• RECORDS:
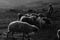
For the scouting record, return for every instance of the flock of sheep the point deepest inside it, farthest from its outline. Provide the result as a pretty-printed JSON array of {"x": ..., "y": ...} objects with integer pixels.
[{"x": 28, "y": 24}]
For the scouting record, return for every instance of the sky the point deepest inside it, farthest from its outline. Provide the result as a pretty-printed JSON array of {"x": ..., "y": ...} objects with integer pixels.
[{"x": 15, "y": 3}]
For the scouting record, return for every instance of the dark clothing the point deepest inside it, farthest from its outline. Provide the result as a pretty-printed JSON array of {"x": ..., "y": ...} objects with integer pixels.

• DIRECTIONS:
Please render all of the records above as a numbered list, leaving out blank lines and omitting the pictures from your answer.

• THE OUTPUT:
1. For the scouting record, return for every instance of the flock of sheep the point deepest inside it, farthest from its outline. Provide the result as a pretty-printed JSON array of {"x": ..., "y": ...} objects with integer pixels.
2. [{"x": 28, "y": 24}]
3. For the scouting record, return for every instance of the sky the point deepest inside it, farthest from its outline. Provide the result as a pretty-printed JSON array of {"x": ..., "y": ...} objects with integer pixels.
4. [{"x": 15, "y": 3}]
5. For the scouting record, return for every instance of the dark clothing the point deepest inside it, farthest from its outline. Provide the result as a pretty-printed JSON array of {"x": ..., "y": ...} objects with integer pixels.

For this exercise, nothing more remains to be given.